::: Source material
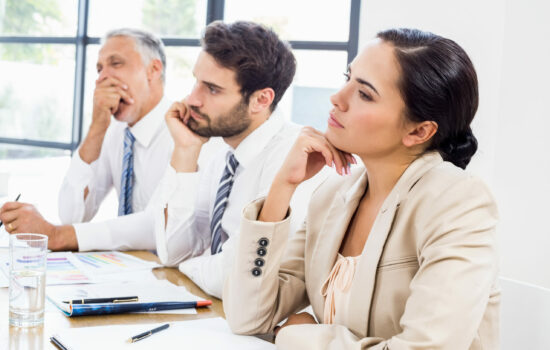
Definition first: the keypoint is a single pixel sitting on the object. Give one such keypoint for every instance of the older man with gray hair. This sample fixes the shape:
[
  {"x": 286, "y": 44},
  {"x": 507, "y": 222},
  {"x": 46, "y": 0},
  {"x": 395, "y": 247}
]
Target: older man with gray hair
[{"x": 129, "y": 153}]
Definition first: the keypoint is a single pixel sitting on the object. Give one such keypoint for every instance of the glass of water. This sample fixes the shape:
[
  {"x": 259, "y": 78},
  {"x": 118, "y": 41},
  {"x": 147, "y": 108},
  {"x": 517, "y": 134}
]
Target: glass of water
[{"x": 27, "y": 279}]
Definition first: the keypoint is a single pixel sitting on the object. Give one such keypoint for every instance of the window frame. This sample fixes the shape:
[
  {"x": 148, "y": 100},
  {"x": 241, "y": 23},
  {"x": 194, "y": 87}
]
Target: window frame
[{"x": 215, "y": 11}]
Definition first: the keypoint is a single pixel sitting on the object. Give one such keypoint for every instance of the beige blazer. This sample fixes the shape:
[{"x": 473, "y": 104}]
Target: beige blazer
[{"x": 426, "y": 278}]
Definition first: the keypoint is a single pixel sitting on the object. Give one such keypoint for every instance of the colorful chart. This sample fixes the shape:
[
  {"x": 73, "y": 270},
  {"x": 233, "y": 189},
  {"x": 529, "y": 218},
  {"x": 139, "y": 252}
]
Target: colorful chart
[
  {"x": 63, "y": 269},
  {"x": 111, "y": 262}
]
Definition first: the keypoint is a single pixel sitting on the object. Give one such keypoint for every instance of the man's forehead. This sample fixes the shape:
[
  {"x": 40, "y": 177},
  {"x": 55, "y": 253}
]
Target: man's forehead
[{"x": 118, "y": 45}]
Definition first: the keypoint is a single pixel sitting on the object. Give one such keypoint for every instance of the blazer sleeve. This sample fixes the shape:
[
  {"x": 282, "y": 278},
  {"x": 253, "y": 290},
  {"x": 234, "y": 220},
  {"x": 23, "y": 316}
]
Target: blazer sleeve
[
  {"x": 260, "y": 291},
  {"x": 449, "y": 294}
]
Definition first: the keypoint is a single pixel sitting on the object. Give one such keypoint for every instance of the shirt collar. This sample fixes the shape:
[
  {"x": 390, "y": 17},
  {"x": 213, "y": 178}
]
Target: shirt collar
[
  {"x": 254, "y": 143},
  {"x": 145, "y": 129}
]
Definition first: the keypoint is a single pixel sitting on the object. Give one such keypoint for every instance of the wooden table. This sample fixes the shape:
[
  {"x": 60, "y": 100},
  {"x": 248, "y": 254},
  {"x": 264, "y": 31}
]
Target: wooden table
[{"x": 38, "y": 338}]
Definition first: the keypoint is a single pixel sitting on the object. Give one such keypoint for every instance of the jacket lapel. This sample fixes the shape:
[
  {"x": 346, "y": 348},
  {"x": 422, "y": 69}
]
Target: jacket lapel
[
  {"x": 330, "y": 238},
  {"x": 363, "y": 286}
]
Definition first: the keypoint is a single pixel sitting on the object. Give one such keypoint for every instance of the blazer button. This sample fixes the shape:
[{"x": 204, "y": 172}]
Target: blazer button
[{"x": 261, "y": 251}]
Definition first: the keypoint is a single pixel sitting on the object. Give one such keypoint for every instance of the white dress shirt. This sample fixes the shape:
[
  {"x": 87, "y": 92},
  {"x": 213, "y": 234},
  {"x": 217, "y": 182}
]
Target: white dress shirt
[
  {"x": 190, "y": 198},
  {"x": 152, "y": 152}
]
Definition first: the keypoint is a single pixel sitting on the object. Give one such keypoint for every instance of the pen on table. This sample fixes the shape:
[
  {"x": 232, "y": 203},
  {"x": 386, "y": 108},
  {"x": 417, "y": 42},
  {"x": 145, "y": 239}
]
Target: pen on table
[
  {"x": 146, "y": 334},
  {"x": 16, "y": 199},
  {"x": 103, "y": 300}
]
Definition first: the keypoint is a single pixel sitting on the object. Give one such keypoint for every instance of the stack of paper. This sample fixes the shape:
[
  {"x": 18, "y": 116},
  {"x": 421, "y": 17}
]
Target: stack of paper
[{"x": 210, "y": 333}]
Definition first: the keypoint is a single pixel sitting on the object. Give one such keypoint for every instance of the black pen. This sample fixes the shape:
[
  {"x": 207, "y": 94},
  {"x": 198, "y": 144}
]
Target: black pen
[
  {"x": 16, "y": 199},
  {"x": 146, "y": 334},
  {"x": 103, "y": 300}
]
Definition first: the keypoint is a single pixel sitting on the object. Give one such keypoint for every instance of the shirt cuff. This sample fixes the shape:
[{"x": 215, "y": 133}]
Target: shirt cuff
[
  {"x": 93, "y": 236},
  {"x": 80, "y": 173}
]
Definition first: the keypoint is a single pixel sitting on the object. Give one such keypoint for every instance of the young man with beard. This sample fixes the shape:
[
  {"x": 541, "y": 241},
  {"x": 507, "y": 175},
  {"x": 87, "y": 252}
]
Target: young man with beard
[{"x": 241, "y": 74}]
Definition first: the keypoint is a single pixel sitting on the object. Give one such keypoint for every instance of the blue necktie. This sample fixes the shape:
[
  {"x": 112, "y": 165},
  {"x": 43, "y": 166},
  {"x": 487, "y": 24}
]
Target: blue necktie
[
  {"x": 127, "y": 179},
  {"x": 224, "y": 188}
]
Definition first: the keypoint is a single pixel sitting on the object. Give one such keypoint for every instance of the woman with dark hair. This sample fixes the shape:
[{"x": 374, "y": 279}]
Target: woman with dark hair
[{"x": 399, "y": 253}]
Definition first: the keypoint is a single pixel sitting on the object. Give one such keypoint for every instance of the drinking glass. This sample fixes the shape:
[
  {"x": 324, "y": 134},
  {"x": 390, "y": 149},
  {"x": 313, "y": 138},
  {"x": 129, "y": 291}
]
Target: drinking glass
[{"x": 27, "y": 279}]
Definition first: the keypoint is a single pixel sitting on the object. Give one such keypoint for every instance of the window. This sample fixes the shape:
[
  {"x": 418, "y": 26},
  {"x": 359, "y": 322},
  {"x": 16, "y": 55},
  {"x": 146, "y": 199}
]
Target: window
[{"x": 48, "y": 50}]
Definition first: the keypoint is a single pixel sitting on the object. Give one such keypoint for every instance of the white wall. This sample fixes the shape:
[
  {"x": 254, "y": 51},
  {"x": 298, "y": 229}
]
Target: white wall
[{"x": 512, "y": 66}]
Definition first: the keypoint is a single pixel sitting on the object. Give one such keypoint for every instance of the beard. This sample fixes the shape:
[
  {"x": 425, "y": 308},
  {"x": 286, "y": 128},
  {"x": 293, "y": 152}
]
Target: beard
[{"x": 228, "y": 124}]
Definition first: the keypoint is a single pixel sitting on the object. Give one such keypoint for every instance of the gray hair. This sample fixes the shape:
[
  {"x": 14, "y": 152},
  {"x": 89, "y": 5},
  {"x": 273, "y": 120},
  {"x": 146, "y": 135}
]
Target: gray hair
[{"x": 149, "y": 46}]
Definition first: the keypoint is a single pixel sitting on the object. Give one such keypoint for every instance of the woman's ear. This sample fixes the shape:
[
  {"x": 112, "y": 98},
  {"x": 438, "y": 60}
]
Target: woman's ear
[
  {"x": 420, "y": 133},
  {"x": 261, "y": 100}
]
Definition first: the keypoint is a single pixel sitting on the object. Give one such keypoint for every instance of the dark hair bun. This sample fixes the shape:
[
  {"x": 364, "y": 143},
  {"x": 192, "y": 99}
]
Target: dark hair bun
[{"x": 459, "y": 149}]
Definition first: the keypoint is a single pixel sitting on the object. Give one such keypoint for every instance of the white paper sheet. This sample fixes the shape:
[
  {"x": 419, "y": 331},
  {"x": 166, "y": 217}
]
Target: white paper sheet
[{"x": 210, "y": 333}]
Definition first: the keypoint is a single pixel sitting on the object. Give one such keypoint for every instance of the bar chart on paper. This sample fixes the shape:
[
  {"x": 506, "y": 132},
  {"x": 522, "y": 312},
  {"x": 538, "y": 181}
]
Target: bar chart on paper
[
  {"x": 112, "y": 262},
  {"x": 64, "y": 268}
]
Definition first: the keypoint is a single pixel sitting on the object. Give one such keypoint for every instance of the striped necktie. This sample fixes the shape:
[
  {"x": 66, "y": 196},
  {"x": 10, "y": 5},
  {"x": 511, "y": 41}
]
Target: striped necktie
::::::
Return all lines in the entries above that carry the word "striped".

The completed task ::
Definition first: the keypoint is a single pixel sitting on the object. Give one such keypoint for every instance of the striped necktie. This sample fixes the shape:
Target: striped necktie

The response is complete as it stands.